***** Records supplied *****
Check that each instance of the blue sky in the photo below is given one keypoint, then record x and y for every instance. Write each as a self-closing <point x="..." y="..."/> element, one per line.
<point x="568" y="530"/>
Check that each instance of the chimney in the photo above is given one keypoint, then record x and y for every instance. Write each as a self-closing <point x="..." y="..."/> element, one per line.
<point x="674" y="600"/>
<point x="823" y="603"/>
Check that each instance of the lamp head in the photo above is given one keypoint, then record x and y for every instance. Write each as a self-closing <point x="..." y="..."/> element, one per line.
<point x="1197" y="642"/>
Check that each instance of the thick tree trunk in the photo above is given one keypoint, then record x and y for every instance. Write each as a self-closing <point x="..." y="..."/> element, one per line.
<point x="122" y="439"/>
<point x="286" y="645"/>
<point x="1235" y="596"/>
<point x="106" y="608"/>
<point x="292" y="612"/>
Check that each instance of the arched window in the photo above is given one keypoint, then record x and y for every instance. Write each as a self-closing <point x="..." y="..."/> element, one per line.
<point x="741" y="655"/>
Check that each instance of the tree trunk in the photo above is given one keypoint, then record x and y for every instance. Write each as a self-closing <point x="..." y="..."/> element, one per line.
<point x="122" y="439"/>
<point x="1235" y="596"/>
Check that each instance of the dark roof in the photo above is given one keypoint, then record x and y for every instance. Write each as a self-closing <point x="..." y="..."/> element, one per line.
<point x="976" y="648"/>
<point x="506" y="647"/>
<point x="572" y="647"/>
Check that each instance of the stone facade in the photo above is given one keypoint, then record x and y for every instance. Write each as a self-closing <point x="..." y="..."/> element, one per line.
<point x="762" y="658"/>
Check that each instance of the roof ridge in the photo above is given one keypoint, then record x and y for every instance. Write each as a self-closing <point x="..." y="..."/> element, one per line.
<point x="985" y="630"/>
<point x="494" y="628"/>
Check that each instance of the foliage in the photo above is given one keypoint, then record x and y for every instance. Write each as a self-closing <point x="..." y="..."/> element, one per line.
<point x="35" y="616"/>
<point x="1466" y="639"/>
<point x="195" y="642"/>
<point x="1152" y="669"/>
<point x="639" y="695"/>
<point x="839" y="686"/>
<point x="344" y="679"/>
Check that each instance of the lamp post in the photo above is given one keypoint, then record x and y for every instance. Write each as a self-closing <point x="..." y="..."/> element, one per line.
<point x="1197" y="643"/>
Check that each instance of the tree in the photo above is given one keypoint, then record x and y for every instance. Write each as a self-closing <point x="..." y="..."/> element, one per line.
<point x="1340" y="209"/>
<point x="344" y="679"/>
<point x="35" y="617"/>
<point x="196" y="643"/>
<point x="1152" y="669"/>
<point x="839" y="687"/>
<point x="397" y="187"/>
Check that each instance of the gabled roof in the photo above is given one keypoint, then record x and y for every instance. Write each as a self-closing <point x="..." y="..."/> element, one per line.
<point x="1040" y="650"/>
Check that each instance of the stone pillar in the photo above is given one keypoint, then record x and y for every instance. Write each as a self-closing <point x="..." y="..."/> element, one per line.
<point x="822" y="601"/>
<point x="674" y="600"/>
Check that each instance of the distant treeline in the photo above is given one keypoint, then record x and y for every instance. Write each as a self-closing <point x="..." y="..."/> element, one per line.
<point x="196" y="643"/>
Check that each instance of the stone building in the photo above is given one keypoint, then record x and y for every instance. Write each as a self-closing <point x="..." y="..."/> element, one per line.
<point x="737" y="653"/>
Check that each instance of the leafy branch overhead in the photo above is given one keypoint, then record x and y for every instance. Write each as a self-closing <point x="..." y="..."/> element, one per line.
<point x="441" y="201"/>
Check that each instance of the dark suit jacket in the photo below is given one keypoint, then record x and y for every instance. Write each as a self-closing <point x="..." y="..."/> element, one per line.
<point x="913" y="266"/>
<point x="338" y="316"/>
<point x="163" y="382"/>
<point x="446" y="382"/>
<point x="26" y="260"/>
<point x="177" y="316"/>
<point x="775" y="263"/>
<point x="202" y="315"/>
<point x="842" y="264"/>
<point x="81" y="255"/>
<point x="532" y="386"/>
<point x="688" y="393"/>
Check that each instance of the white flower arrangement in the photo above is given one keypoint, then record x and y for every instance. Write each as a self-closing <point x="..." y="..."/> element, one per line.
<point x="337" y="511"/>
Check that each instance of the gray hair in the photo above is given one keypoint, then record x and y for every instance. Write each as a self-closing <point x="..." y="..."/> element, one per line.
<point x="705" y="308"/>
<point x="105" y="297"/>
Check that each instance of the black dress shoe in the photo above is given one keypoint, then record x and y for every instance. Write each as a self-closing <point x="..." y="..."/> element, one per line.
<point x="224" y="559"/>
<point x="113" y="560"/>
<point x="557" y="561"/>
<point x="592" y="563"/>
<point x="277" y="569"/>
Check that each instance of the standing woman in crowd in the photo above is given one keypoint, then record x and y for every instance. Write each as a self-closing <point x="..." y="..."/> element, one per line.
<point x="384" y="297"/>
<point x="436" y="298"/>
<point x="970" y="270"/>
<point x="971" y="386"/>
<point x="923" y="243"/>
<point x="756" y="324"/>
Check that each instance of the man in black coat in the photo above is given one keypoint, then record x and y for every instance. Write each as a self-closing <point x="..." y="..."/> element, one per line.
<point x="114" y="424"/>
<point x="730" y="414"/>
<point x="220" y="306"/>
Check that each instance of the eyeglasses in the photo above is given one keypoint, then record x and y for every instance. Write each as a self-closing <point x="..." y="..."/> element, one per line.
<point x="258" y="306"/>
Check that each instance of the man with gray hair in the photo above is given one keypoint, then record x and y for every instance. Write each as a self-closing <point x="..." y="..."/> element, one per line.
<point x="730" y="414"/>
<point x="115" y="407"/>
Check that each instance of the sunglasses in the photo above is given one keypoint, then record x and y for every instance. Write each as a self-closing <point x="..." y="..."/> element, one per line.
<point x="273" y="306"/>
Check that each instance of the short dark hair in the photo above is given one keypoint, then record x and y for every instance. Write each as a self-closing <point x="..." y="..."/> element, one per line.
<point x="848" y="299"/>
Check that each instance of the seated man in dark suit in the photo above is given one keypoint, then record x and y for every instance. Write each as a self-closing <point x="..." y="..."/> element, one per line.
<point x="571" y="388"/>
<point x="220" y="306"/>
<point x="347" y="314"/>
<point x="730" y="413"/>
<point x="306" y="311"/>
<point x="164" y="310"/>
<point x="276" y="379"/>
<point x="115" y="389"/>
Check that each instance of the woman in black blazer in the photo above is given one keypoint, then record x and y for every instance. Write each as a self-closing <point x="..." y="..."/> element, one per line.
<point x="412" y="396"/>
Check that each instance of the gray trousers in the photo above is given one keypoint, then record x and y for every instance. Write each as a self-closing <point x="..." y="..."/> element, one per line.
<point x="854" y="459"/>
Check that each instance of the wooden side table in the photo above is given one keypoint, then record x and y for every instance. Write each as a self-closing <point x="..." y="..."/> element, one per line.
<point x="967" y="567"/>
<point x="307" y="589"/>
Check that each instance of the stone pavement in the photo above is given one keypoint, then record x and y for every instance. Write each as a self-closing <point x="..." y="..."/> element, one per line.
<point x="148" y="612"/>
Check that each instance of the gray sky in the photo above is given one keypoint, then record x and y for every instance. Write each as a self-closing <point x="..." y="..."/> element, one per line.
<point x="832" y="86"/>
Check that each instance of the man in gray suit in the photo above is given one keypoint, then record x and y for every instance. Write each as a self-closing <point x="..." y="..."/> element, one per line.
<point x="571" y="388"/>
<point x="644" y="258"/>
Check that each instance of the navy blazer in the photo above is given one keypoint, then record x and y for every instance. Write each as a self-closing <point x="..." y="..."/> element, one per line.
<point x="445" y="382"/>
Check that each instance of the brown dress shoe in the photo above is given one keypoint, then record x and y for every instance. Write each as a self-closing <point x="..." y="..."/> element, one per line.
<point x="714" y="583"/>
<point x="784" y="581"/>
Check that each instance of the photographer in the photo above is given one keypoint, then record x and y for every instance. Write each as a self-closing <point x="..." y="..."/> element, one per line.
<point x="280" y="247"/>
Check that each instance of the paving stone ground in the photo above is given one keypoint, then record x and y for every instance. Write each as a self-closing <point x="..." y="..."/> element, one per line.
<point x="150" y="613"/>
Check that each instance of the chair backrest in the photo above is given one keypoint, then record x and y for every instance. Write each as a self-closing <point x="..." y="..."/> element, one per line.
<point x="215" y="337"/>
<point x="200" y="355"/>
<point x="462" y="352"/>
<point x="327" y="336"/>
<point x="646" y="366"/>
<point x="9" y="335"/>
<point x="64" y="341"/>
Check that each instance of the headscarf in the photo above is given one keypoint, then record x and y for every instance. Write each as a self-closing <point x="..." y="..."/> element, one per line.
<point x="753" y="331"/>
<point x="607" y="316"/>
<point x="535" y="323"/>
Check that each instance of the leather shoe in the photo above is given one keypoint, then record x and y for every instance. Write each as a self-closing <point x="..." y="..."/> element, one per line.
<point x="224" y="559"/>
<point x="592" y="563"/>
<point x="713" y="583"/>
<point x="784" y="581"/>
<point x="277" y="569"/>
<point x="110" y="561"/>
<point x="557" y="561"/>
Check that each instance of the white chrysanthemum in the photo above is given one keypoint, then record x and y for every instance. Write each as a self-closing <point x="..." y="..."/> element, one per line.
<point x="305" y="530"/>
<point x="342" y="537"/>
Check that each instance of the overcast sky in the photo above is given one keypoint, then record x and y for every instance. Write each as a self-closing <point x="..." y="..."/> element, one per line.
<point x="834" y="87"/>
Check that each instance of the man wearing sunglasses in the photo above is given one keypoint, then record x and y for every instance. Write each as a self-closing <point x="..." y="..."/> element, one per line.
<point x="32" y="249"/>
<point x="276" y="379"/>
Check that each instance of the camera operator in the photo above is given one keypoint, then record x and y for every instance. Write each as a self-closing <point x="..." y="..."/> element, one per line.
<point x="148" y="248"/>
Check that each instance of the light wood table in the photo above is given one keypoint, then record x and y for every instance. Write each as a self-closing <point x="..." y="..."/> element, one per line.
*****
**Task directions**
Transcribe exactly, and only, the lines from the one bearing "Check that each instance of the man wearing" through the last line of the entries, counting both.

**Response to this task**
Check that each instance of the man wearing sunglasses in the photo above is given one keypoint, then record x and y for every instance. Write each as a self-closing <point x="..." y="..."/> element, one per line.
<point x="32" y="249"/>
<point x="276" y="379"/>
Check that each instance of the camera operator in the photo above is given one keypoint, then record x and y for every instance. Write each as a self-closing <point x="..." y="..."/> element, one per line.
<point x="148" y="248"/>
Check that each instance of the light wood table in the photo above is given one keypoint, then record x and y for every instance. Write each as a self-closing <point x="..." y="..."/> element, one per line.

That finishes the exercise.